* Short task *
Return each of the records below line for line, unchanged, but leave the pictures out of your answer.

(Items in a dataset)
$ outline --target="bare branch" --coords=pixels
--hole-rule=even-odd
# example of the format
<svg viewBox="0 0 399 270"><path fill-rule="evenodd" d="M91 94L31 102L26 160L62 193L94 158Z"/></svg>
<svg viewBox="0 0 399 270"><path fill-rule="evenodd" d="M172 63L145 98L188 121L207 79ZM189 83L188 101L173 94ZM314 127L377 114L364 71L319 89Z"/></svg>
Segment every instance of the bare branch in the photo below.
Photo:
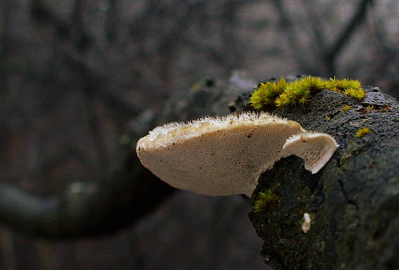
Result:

* Answer to this exercise *
$ outline --target="bare branch" --coords=pixels
--hole-rule=even-odd
# example of the format
<svg viewBox="0 0 399 270"><path fill-rule="evenodd" d="M91 94L31 102L26 160L62 193L94 158Z"/></svg>
<svg viewBox="0 0 399 270"><path fill-rule="evenodd" d="M172 63L145 98L188 121L207 79ZM189 83L188 101L173 94ZM314 127L377 114L364 71L319 89Z"/></svg>
Segment every instance of the bare branch in the photo below.
Photo:
Result:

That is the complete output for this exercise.